Tasks to complete:
- A) From the belt tensioning device description, extract the passage that begins at the words "[0013] FIG. 1" and stops after the words "a partial section.".
- B) According to the belt tensioning device description, what is the hub 12 supported on?

Document extract:
----------

BRIEF DESCRIPTION OF THE DRAWINGS
[0012] A preferred embodiment of an inventive belt tensioning
device is illustrated in the drawings and will be described
below.
[0013] FIG. 1 illustrates the belt tensioning device in a
cross-section through the axis of rotation.
[0014] FIG. 2 illustrates the inventive belt tensioning device in
an exploded view in a first perspective.
[0015] FIG. 3 illustrates the inventive belt tensioning device in
an exploded view in a second perspective.
[0016] FIG. 4 illustrates the hub and the housing cover with
holding devices for the tensioning rollers.
[0017] FIG. 5 illustrates the inventive belt tensioning device in
an assembled condition in a partial section.
[0018] FIG. 1 illustrates the belt tensioning device with a
substantially cylindrical receiving housing 11 and a hub 12
arranged therein. The receiving housing 11 and the hub 12, with
reference to the axis A, are arranged concentrically relative to
one another and so as to be rotatable relative to one another. The
hub 12 is supported on a journal which is directly connected to the
housing. The receiving housing 11 and the hub 12 are pretensioned
relative to one another via a helical torsion spring 13, with only
one free end of the torsion spring being shown. The other end which
is not shown is supported in the receiving housing 11 so as to be
rotationally fast. The visible free end of the torsion spring 13 is
supported on a strip spring 14 whose free end 15 is bent inwardly
and whose other end is secured in a rotationally fast way to a
fixed cover part 24, more particularly to a cover part 24 which is
firmly connected to the hub 12. In this way, the torsion spring 13
and the strip spring 14 are connected in series between the
receiving housing 11 and the hub 12. The springs are pretensioned
so as to be radially tightened. Outside the strip spring 14, there
is positioned a damping sleeve 16 which is radially loaded
indirectly by the torsion spring 13 and directly by the strip
spring 14. The damping sleeve 16 on its outside, is supported in
the receiving housing 11. The forces applied by the torsion spring
13 to the damping sleeve 16 are illustrated by longer arrows 17,
which forces substantially acts on two radially opposed sides.

----------

(Stored entries)

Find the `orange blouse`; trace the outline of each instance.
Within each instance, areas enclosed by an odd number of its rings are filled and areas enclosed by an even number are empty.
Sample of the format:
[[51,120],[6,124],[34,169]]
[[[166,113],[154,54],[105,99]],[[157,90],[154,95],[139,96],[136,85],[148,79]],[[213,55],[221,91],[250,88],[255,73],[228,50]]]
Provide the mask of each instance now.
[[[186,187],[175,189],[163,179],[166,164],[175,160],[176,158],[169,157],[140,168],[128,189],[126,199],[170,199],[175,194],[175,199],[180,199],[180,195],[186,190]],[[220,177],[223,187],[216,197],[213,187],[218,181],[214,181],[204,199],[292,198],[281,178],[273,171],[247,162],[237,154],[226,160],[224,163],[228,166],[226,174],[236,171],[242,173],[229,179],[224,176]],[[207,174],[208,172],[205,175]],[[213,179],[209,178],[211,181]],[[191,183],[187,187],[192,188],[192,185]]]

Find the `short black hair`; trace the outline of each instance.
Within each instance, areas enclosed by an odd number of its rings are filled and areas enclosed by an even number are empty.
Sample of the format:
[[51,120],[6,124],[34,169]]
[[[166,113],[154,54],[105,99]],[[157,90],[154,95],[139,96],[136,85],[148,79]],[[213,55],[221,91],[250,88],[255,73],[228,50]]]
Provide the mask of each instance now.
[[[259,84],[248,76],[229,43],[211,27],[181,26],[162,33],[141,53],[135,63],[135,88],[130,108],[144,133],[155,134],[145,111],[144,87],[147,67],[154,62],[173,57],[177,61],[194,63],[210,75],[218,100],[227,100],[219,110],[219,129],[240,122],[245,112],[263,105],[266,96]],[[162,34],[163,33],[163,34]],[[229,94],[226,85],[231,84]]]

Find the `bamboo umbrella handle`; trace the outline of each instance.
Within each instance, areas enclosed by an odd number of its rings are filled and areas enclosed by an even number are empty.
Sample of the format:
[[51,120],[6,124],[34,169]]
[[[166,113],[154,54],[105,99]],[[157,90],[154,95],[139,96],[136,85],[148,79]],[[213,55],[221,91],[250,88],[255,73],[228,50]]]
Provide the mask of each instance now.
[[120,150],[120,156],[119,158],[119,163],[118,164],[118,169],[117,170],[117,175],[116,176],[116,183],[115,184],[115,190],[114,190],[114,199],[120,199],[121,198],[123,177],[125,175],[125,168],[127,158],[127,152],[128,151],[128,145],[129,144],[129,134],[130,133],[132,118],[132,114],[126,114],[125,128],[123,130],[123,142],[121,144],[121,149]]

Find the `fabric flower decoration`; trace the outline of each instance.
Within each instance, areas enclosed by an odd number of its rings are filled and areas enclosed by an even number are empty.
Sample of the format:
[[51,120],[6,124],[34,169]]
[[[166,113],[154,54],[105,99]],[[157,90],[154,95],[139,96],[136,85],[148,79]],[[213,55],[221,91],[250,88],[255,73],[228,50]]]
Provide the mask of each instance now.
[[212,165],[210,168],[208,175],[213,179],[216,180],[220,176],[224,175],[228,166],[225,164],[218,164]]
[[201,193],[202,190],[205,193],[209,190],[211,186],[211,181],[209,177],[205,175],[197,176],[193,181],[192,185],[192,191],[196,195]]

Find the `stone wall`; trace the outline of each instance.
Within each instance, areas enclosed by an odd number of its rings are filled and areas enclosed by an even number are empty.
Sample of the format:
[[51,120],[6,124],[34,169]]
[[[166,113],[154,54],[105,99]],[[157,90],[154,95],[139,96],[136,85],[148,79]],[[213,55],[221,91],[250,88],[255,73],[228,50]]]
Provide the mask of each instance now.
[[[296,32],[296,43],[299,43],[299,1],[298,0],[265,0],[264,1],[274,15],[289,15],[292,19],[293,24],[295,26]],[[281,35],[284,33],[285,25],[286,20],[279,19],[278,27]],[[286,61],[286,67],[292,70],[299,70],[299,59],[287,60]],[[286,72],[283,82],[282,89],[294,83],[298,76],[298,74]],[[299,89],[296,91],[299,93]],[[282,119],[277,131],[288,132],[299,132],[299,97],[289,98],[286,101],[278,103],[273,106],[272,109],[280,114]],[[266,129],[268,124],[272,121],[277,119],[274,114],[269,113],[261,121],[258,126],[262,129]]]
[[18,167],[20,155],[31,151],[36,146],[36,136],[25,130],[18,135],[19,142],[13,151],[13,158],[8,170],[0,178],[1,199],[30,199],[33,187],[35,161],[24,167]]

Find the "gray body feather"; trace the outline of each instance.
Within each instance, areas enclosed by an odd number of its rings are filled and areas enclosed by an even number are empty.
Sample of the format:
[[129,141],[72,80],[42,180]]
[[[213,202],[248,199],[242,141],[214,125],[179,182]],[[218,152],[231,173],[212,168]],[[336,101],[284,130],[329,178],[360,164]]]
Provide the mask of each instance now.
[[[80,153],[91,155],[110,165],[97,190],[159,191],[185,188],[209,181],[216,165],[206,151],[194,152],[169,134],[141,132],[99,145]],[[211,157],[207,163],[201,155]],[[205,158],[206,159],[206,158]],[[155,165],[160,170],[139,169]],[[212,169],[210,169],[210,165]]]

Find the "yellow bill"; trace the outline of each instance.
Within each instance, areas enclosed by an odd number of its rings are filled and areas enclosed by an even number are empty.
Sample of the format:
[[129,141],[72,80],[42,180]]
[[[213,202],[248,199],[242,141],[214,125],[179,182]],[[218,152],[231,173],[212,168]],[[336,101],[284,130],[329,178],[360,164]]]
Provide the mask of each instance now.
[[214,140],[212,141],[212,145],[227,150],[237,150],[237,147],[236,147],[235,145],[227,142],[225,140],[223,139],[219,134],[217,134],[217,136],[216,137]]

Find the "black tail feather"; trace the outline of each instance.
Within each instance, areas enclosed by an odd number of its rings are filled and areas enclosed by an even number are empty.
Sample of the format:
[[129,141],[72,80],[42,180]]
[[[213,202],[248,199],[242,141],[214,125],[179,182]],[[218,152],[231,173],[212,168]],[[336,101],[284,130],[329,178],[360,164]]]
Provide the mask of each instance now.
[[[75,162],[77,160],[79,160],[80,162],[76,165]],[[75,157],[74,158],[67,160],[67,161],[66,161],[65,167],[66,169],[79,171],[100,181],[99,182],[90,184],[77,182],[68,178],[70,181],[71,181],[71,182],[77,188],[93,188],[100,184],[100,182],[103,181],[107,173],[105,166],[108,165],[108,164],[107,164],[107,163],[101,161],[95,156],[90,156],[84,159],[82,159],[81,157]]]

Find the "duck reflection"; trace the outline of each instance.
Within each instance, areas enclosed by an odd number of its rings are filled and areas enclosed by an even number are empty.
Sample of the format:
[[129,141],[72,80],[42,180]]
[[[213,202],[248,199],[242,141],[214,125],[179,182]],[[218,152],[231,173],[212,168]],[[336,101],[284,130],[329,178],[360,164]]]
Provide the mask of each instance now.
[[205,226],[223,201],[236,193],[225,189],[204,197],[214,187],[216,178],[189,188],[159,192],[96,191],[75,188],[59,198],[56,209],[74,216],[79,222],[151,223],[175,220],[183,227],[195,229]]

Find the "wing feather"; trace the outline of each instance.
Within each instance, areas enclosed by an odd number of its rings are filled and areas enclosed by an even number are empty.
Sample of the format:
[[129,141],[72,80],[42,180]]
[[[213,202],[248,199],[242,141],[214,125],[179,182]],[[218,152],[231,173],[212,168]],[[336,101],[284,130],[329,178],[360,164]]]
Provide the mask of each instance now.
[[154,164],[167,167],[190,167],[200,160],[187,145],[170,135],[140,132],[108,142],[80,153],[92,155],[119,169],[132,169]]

----------

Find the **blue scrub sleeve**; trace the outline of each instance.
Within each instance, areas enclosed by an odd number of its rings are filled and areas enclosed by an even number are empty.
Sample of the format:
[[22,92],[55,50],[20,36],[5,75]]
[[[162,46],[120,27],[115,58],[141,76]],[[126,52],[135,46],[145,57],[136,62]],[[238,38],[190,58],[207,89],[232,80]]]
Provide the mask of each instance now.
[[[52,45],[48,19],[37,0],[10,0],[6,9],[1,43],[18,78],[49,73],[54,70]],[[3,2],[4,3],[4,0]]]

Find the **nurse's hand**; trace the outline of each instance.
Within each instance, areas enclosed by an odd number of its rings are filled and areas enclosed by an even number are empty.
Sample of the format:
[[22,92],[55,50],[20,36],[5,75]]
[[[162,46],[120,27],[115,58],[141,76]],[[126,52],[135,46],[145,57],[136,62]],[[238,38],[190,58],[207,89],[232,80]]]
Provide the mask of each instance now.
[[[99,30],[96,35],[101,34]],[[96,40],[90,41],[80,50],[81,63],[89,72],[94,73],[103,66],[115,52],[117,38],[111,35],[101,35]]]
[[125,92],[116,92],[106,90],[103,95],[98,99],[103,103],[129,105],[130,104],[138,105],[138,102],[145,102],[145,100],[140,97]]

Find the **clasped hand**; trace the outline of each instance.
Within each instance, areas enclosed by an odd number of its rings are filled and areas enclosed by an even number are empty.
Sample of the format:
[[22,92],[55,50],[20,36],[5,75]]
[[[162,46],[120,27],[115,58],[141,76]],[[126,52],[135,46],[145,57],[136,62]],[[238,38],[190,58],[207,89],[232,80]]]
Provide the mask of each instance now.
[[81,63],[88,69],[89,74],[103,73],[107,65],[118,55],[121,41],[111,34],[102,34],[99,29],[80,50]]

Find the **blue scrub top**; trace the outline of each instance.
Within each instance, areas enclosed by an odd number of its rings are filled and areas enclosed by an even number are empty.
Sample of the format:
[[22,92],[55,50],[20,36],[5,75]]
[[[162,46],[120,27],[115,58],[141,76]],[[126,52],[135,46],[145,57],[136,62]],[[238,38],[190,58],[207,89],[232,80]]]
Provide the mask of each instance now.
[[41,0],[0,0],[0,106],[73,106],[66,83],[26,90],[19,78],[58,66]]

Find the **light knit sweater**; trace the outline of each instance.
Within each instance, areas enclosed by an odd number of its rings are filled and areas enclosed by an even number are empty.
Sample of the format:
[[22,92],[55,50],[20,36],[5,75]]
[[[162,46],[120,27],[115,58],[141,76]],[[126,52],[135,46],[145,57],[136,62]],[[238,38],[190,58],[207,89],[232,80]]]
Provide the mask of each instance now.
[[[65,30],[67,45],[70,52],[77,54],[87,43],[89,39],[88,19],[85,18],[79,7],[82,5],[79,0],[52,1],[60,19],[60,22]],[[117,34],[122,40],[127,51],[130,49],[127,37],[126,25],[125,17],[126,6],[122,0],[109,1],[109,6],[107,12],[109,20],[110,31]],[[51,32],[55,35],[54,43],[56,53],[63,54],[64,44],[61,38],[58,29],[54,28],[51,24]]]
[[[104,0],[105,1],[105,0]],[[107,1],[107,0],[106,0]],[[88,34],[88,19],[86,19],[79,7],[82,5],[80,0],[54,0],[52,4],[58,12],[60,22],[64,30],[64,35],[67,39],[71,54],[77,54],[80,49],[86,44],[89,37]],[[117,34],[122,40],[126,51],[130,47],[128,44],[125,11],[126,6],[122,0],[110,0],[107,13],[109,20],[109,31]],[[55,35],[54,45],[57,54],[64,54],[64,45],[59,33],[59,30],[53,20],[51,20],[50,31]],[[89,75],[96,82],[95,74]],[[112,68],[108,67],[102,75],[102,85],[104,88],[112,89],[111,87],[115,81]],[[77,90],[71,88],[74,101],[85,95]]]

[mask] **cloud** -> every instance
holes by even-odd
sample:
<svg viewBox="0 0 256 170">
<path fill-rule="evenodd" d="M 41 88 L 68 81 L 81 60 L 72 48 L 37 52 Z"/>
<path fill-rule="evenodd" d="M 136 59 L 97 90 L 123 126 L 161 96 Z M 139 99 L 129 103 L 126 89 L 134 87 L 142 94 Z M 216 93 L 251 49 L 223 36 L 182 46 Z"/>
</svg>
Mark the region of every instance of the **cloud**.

----------

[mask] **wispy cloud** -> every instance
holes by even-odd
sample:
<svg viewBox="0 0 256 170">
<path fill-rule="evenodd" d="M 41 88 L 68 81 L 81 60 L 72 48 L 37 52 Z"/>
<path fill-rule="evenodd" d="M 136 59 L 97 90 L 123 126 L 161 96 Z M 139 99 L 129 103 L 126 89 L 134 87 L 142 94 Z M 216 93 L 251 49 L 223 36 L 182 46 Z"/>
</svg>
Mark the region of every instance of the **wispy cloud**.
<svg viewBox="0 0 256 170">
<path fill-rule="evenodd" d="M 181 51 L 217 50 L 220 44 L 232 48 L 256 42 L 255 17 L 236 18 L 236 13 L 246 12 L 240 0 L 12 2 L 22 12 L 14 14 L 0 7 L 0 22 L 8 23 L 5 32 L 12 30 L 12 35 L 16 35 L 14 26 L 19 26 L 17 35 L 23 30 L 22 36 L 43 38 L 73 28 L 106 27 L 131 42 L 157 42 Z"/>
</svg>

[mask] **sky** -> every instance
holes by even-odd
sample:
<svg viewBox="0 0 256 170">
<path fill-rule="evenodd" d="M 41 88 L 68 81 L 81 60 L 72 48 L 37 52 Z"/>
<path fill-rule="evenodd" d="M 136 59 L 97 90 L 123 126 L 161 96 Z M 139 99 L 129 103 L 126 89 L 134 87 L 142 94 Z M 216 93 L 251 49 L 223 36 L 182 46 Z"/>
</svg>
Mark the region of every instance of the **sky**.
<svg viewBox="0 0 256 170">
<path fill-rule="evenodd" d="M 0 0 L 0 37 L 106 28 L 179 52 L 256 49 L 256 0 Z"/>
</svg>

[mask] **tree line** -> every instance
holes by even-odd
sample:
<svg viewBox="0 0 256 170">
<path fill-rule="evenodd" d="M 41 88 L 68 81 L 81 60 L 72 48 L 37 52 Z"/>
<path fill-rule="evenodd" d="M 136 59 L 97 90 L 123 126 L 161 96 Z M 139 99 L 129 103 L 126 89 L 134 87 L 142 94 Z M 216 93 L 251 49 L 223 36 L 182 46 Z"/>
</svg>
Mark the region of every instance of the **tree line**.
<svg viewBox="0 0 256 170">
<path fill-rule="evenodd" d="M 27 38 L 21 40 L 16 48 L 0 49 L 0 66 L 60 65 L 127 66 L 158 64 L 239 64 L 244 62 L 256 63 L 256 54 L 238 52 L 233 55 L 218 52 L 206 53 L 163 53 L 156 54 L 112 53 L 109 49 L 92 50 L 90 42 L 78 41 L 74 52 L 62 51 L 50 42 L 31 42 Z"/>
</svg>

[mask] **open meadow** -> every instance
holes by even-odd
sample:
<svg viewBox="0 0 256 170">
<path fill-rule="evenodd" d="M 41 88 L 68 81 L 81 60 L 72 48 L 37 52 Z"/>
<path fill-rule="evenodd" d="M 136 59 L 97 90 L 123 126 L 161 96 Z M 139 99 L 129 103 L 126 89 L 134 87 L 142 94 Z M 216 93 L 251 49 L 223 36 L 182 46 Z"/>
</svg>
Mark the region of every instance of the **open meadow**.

----------

Solutions to each task:
- A)
[0013] FIG. 1 illustrates the belt tensioning device in a
cross-section through the axis of rotation.
[0014] FIG. 2 illustrates the inventive belt tensioning device in
an exploded view in a first perspective.
[0015] FIG. 3 illustrates the inventive belt tensioning device in
an exploded view in a second perspective.
[0016] FIG. 4 illustrates the hub and the housing cover with
holding devices for the tensioning rollers.
[0017] FIG. 5 illustrates the inventive belt tensioning device in
an assembled condition in a partial section.

- B) The hub 12 is supported on a journal that is directly connected to the housing.